━━━━━ Text shown

Including Others in the Celebration
Starting with the guest list can give you a good idea of what the celebration will look like. Write down the name of anyone you can think of that might want to attend. Anytime you think of a new name, write it on the list. You can reach out to these guests as you plan the next stages of the celebration.
Here is the first place your guest list can come in handy. Contact guests on the list, especially those who were particularly close to your loved one, and ask them for dates that they could possibly attend. This is especially important for guests that will be traveling long distances.
- A great way to do this is to get everyone’s email address and send out a poll (e.g. Doodle Poll) that gives guests an array of possible dates. Each guest can select any of the dates that they can attend, and you can set a date based on the results.
Your venue will also be dictated by your guests. Obviously, you need to select a venue that is large enough to house all of your guests, but you should also consider things such as handicap accessibility and how child friendly your venue is before deciding. You can also make a shortlist of venues that would serve the celebration well, and ask your guests for their input.
- Some possible venues include churches, schools, outdoor spaces (parks, campgrounds, etc.), and a host of other unique spots that might house a special celebration.
One of the perks to a celebration of life is that it is free flowing. That said, you can make things go much smoother by having some agenda made. Send this agenda to all guests ahead of time, or hand it out as guests arrive. The order of events should include things like:
- When does the celebration start?
- When will each speaker speak?
- When will food be served?
- When will any other special events take place?
- When is the celebration set to end?
Not all celebrations will have formal speakers. If you do want guests to speak, you should ask them ahead of time so that they have time to prepare something to say. If someone prefers not to speak, remember that many people are fearful of public speaking, especially in such an emotional setting.
If there will be multiple food options, an RSVP can help you determine how many of each option will need to be prepared. Another common way to hold a celebration of life is to ask guests to bring specific dishes, such as salad or pie. These special dishes often reflect the favorite foods of the loved one who has passed. For an even more free flowing event, you could request that each guest bring a dish for a potluck at the celebration.
- You can also ask guests to bring drinks, plates, napkins, etc.
- It is not necessary to serve food at the celebration, but you should make it clear to guests that they need to eat before they arrive.
As you plan the event, others may offer advice or suggestions. You are not obligated to change the celebration multiple times at every guest’s request, but be open to good ideas that can make the celebration more meaningful. After all, many of your guests were close to your loved one as well and can offer great insight into their life.
- For example, if someone were to suggest hanging pictures from your loved one’s favorite art collection during the celebration, you could acknowledge that as a good idea and incorporate it into the celebration.

━━━━━━━━━━

▶ _What you need to do_
[1] Answer these questions about the text on planning a celebration of life:
(a) What example of a poll does it name for collecting possible dates from guests?
(b) Besides size, what two things should be considered before deciding on a venue?
(c) If no food is served, what should be made clear to guests?
[2] Pick out every line of the listing below that contains the string "hillside".

━━━━━ Material for the task

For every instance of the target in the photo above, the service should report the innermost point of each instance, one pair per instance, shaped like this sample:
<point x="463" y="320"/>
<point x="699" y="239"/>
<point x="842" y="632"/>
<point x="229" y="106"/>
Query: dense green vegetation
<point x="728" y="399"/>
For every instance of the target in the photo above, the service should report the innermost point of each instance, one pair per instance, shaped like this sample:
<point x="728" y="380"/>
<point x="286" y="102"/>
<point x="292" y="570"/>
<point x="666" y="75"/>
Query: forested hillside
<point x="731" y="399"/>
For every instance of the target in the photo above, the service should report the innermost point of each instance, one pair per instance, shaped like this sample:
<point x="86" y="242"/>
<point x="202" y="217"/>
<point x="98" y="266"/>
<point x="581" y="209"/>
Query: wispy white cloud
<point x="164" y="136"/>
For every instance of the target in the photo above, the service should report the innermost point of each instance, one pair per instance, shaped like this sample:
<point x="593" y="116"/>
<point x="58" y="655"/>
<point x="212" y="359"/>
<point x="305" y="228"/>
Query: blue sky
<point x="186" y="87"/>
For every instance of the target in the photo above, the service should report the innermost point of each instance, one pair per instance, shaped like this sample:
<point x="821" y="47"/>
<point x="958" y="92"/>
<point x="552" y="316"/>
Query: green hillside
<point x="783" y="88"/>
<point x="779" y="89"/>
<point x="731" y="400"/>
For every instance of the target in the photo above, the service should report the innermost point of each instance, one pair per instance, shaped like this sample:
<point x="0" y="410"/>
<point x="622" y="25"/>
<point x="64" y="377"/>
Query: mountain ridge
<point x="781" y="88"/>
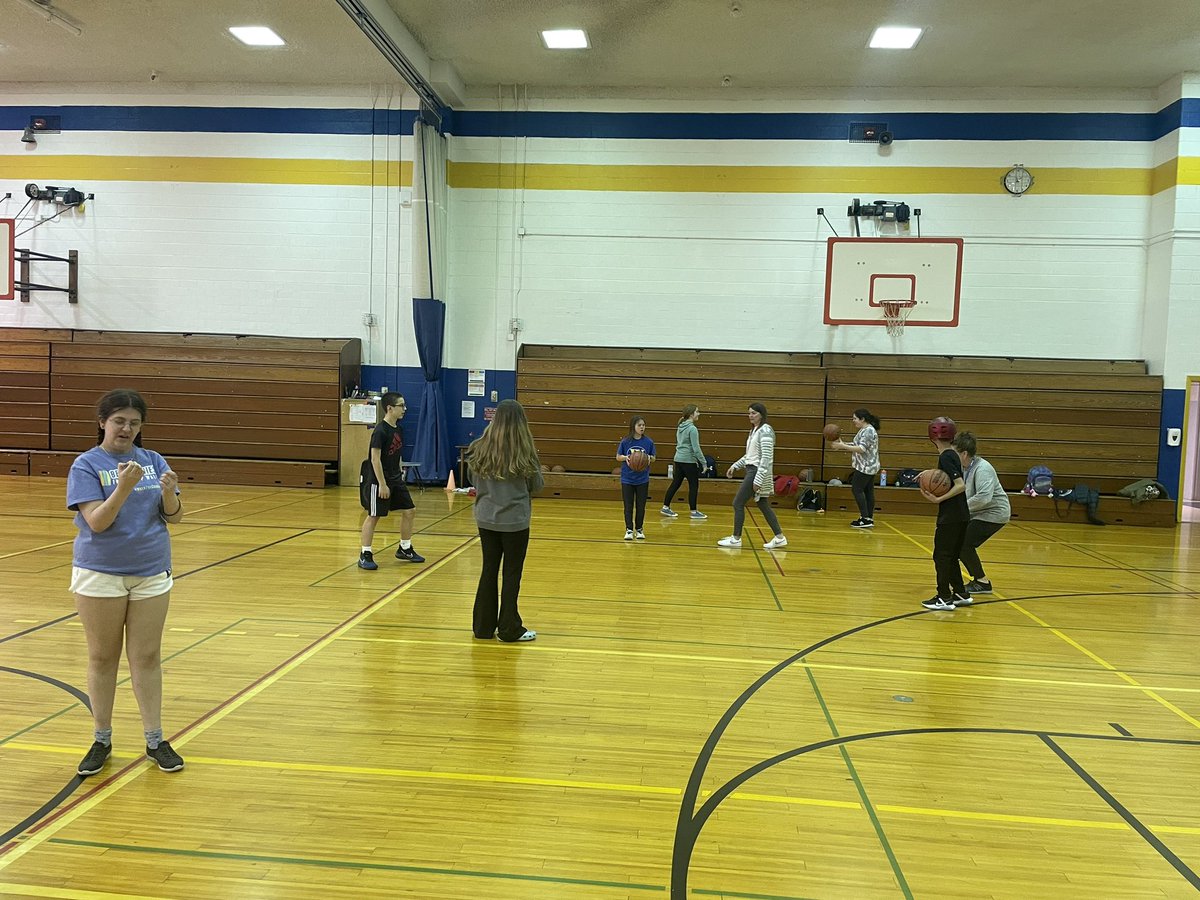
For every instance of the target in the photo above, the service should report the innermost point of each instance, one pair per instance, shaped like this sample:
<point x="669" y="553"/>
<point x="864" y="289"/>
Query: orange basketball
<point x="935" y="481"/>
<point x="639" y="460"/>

━━━━━━━━━━
━━━━━ Material for the task

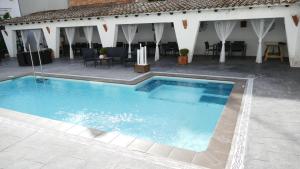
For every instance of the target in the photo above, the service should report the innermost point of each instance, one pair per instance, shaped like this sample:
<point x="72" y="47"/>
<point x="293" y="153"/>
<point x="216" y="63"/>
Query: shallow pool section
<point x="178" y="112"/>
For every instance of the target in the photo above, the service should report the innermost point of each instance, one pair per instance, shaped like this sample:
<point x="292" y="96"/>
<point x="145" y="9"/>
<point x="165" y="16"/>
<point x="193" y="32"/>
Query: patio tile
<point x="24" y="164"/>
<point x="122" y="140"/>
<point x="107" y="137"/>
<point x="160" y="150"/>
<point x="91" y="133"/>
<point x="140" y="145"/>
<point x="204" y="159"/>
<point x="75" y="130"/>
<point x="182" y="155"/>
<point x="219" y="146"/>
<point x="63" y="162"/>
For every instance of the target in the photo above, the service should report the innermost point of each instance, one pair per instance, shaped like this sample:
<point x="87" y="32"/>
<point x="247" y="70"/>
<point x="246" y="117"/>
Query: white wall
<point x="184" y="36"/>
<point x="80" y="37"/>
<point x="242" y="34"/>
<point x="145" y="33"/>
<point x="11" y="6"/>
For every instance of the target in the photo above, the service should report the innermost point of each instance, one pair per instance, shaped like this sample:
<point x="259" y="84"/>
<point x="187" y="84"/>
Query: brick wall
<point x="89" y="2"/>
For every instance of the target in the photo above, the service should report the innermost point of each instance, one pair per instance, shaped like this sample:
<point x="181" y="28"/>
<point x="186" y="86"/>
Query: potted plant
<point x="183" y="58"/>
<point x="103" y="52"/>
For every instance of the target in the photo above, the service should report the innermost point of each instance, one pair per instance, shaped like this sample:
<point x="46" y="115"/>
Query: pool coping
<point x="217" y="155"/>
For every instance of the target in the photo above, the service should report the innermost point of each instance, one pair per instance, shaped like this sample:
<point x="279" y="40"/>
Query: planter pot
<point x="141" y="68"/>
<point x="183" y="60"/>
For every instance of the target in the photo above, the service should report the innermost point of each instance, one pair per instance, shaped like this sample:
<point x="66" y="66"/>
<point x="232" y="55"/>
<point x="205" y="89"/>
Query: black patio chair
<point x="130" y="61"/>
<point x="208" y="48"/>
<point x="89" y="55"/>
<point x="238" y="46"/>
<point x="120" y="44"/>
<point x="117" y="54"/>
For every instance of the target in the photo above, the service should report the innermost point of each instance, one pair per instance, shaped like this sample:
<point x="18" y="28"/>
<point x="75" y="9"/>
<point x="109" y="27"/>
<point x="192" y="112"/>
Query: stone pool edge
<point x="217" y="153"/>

━━━━━━━━━━

▶ _The answers_
[1]
(a) A Doodle Poll.
(b) Handicap accessibility and how child friendly the venue is.
(c) That they need to eat before they arrive.

[2]
Query: forested hillside
Query: green hillside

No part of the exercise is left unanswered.